Records to use below:

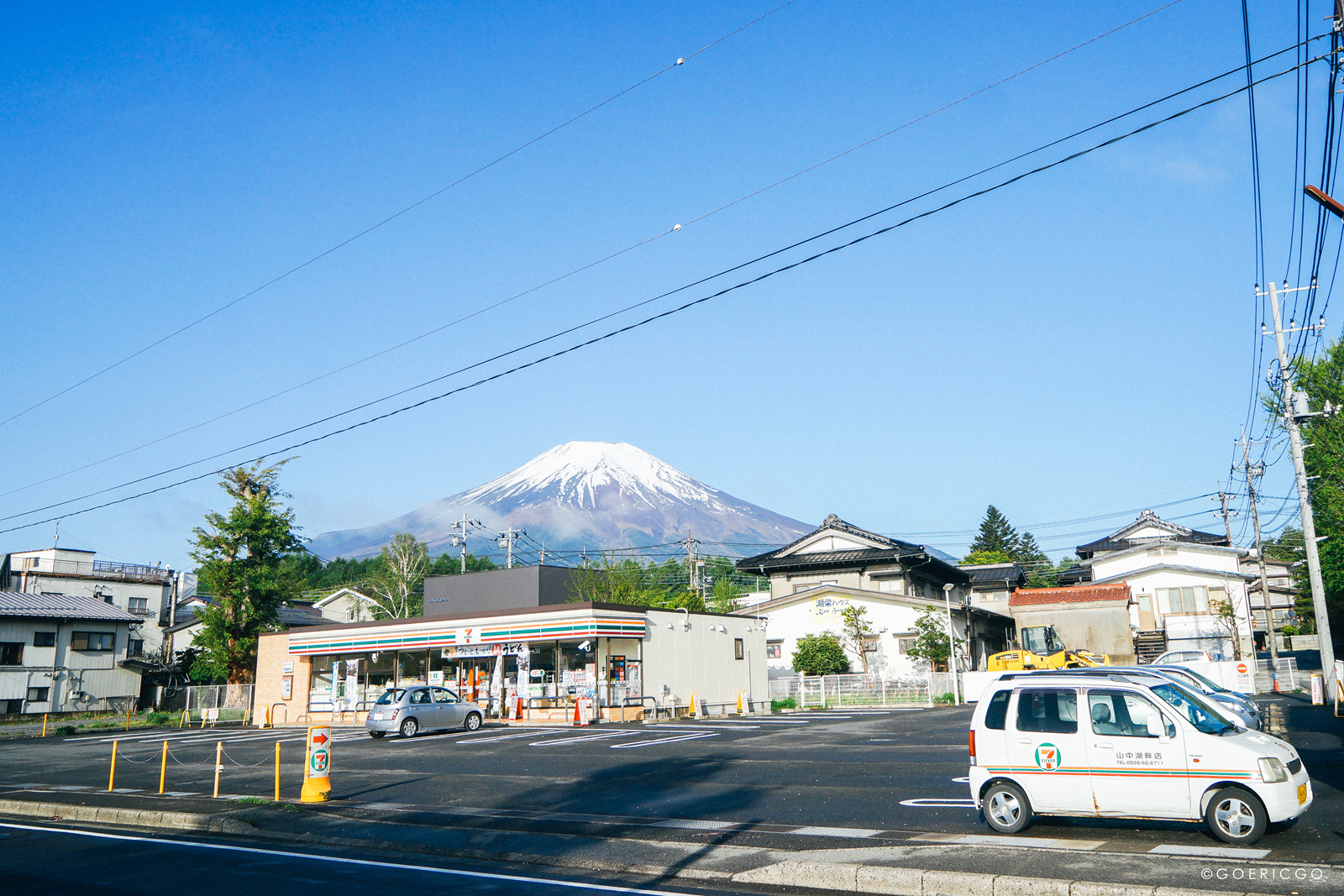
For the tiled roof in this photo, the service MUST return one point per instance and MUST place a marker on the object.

End of Records to use.
Records to use below:

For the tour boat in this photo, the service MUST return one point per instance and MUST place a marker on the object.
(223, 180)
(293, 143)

End of Records to use.
Records to use below:

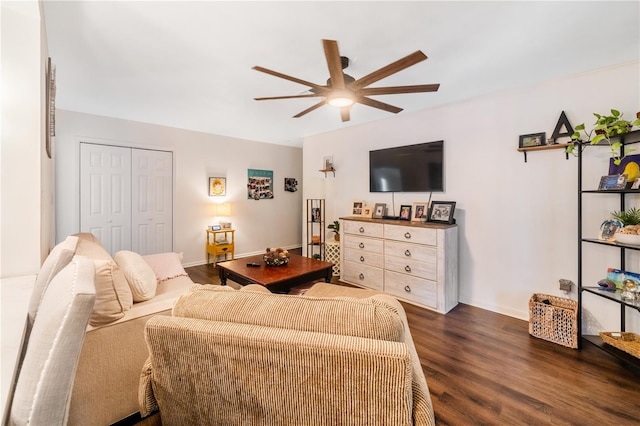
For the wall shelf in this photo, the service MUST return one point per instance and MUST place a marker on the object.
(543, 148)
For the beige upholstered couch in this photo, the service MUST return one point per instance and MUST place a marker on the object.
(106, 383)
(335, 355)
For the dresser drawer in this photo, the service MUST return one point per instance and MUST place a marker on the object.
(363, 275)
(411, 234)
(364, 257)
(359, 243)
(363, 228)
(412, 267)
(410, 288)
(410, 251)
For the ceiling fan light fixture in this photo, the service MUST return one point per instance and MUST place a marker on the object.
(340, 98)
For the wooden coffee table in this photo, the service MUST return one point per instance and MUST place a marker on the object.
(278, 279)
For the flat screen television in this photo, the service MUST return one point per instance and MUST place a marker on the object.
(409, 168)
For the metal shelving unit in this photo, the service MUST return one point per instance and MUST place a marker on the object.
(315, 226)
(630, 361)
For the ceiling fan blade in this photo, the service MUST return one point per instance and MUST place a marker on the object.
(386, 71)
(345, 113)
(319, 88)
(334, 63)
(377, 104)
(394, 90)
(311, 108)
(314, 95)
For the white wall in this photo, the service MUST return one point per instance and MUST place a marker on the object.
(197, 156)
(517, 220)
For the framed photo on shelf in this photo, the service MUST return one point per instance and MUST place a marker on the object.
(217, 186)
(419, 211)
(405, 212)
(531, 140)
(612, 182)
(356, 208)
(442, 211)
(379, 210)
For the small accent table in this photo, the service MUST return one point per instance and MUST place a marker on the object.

End of Records to use.

◆ Task directions
When you reach the line with "For the white" in the records above, start writing out lines exactly, and stop once the line with "For the small" has been written; include nothing else.

◆ Exercise solution
For the white wall in this photo, the service MUST return one point per instance and MUST place a marker on the object.
(197, 156)
(517, 220)
For the framed photo on shelf in this photo, the service MUST return one point per instance and MUST place a marker on the object.
(217, 186)
(419, 211)
(405, 212)
(531, 140)
(612, 182)
(356, 208)
(442, 211)
(379, 210)
For the small accent table in this photo, the service MUST return one point per instance and MUST place a marker on the object.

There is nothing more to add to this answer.